TASK ITEM
Lines below starting with the line with "For every instance of the concrete building, record" and going on through the line with "For every instance of the food" must be output exactly; the rest of the records must be left out.

START MATERIALS PROVIDED

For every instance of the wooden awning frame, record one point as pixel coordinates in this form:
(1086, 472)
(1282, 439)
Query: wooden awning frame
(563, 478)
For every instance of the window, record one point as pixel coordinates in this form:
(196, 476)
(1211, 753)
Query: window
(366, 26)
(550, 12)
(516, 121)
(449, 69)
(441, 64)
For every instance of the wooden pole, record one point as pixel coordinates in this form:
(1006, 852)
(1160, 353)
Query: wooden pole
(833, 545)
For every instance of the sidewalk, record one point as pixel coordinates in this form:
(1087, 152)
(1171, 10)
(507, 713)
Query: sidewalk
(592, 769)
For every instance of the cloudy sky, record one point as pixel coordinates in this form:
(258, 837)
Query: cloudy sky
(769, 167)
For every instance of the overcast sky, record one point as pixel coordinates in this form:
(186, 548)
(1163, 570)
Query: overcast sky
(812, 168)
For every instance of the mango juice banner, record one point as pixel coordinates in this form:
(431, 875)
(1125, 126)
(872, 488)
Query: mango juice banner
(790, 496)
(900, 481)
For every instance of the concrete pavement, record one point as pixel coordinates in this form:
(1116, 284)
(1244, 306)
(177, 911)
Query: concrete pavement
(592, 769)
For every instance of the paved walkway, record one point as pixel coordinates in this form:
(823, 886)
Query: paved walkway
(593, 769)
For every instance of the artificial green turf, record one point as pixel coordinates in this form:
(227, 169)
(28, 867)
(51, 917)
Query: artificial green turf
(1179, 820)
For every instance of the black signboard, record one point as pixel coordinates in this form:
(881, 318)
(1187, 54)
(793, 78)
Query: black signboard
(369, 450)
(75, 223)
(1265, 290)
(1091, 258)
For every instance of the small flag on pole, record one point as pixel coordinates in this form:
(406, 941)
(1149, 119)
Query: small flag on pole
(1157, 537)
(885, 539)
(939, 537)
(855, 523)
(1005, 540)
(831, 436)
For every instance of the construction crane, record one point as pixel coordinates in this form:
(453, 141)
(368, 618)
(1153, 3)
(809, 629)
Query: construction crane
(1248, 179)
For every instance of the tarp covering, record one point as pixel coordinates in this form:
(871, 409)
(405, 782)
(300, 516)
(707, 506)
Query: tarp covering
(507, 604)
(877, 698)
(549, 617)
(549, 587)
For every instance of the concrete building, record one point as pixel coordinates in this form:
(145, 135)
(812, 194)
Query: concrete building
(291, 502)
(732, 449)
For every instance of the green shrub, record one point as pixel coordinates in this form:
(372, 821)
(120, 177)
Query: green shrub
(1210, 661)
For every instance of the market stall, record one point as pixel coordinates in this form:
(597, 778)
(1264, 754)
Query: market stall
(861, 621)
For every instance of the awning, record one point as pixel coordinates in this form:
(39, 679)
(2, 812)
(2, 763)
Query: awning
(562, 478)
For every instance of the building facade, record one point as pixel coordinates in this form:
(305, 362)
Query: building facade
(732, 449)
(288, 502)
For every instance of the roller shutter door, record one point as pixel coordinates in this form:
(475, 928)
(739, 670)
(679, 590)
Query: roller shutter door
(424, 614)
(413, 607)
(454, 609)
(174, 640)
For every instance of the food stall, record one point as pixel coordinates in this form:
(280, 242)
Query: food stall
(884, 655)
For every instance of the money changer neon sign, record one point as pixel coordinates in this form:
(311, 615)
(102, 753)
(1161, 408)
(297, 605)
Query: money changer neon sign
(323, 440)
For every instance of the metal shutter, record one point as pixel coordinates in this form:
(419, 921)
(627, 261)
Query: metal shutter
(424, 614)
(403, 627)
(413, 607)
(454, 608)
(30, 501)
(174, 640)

END MATERIALS PROVIDED
START MATERIALS PROVIDED

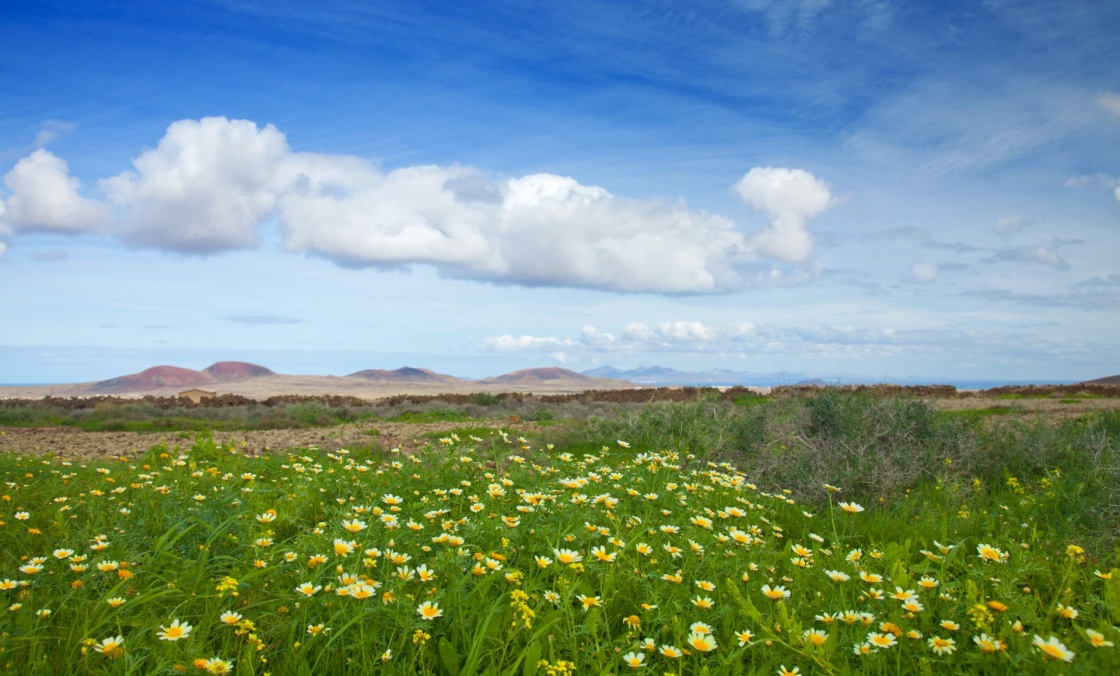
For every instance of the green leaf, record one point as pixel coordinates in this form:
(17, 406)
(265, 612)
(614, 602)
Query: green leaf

END MATERIALS PROVIDED

RESPONSE TO THE EXERCISE
For every instance of the concrete building, record one point as pixel coordinates in this form:
(145, 135)
(812, 194)
Query: concrete building
(291, 502)
(732, 449)
For every instance of the green shrub, record one point as pixel coordinates in this form:
(372, 821)
(120, 177)
Query: green shrub
(1210, 661)
For every instance of the market stall, record one point as pixel coordinates in this form:
(597, 778)
(1264, 754)
Query: market stall
(861, 621)
For every instance of the awning, record one point as pixel coordinates in this form:
(39, 679)
(2, 812)
(2, 763)
Query: awning
(562, 478)
For every instance of the building facade, record one point as pixel coordinates in this form:
(305, 362)
Query: building facade
(732, 449)
(288, 502)
For every instance of the roller shutter door, record one point as pixel coordinates in this form:
(475, 928)
(739, 670)
(679, 590)
Query: roller shutter door
(424, 614)
(413, 607)
(454, 609)
(174, 640)
For every instance of the food stall, record one point as pixel coordinates in this form:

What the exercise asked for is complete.